= Beginning of Section =

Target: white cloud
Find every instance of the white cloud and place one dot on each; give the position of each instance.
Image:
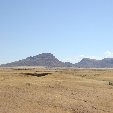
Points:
(108, 54)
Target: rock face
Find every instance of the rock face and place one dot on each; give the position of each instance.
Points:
(44, 59)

= End of Section =

• TASK STATEMENT: The listing above should be repeated word for word, with every image left out.

• REPLY TO THE TASK:
Target: white cloud
Find every instance of the white cloud and place one dot on each; give the position of each instance.
Image:
Points:
(108, 54)
Target: rock face
Find every instance of the rock face and place one dot on each; give the position of each instance.
Points:
(44, 59)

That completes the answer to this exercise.